------ Texte présenté ------
Joyfultalk x Jay Crocker — A Separation Of Being


Il y a des guitares, des basses, des cithares, des trompettes, des flûtes à bec, des pianos, des dizaines de sortes de claviers et de synthés, des batteries et des éléments percussifs à n’en plus finir, et des logiciels, désormais, qui permettent de tout reproduire, ou presque, d’imiter le son du violon Stradivarius comme celui d’un orgue d’église, des banques de sons dont les producteurs les plus paresseux se servent jusqu’à l’agonie (de leur musique ?). Et puis le réel, dans lequel on peut piocher pour le sampler, le reconstruire, en proposer sa propre vision.

Créer ce qui n’existe pas encore

Mais pour certains, ce n’est pas assez. Ceux-là, le son qui circule dans leur tête n’a pas encore été inventé, soufflé, prononcé par d’autres, ou en tout cas pas à leur connaissance. Ce son-là, il convient de le créer et même, de créer l’instrument qui permettra au son qui ne circulait alors que dans la tête d’un seul de parvenir dans la tête des autres.

Jay Crooker en fait partie, de ces esprits qui pensent des sons qu’il serait bien difficile de créer sans un apport personnel plus engagé que d’accoutumée. Semblable à un Pascal Comelade, qui aime jouer sur ses albums avec des instruments destinés à de petits enfants, le Canadien (il habite avec sa famille, dit-il, une maison isolée de la Nouvelle-Écosse, à l’extrême est du Canada) Crooker fabrique ainsi de petits instruments (et même de très gros, comme le Bibelot qu’il présentait par le biais d’une exposition au Centre Phi de Montréal) qu’il utilise ensuite sur les disques qu’il présente sous le nom JOYFULTALK. Pourquoi faire compliqué, lorsque l’on peut faire ce qui semble impossible ?
------ Données présentées ------
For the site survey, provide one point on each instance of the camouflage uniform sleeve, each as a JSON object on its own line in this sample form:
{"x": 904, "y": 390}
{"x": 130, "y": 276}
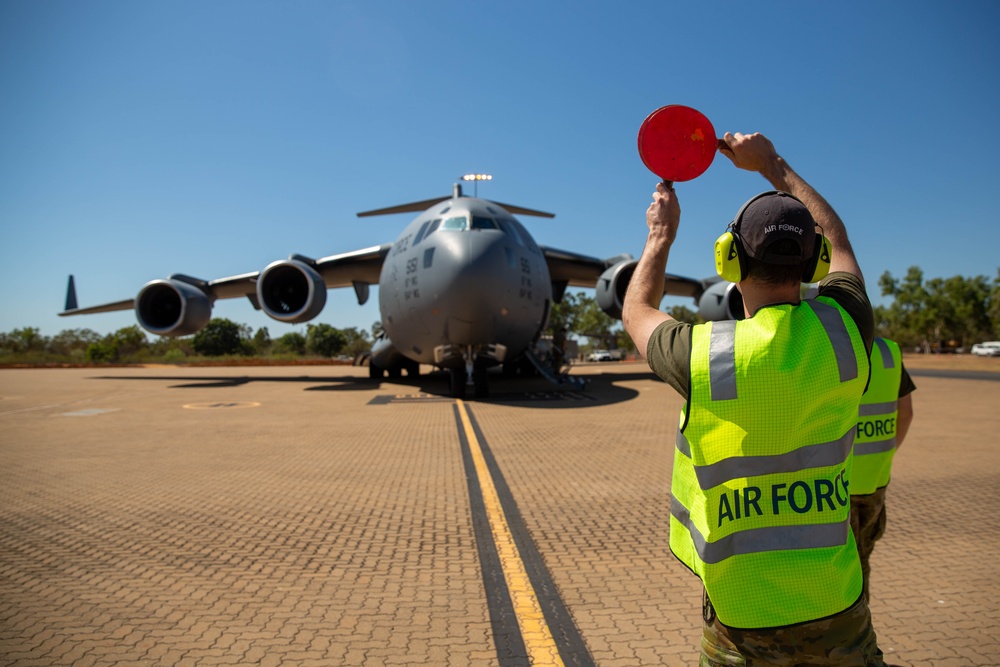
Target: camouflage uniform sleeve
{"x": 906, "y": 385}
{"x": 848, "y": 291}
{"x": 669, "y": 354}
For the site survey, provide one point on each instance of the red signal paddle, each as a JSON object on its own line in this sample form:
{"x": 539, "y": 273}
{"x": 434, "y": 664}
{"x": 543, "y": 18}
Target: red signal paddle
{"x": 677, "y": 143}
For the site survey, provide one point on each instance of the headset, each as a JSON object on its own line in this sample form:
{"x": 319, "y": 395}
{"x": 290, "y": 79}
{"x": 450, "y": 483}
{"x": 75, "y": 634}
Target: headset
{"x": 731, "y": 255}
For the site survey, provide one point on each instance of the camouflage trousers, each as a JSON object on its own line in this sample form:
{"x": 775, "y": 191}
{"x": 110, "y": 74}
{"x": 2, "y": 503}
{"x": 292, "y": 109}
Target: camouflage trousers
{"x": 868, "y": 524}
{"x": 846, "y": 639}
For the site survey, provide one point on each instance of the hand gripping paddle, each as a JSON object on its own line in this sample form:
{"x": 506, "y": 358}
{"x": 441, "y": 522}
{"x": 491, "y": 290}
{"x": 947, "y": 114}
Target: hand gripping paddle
------
◆ Consigne: Réécrivez le passage de l'article qui commence par « Joyfultalk x Jay » et s'arrête après « sa propre vision. », en remplaçant « trompettes » par « clarinettes ».

◆ Réponse:
Joyfultalk x Jay Crocker — A Separation Of Being


Il y a des guitares, des basses, des cithares, des clarinettes, des flûtes à bec, des pianos, des dizaines de sortes de claviers et de synthés, des batteries et des éléments percussifs à n’en plus finir, et des logiciels, désormais, qui permettent de tout reproduire, ou presque, d’imiter le son du violon Stradivarius comme celui d’un orgue d’église, des banques de sons dont les producteurs les plus paresseux se servent jusqu’à l’agonie (de leur musique ?). Et puis le réel, dans lequel on peut piocher pour le sampler, le reconstruire, en proposer sa propre vision.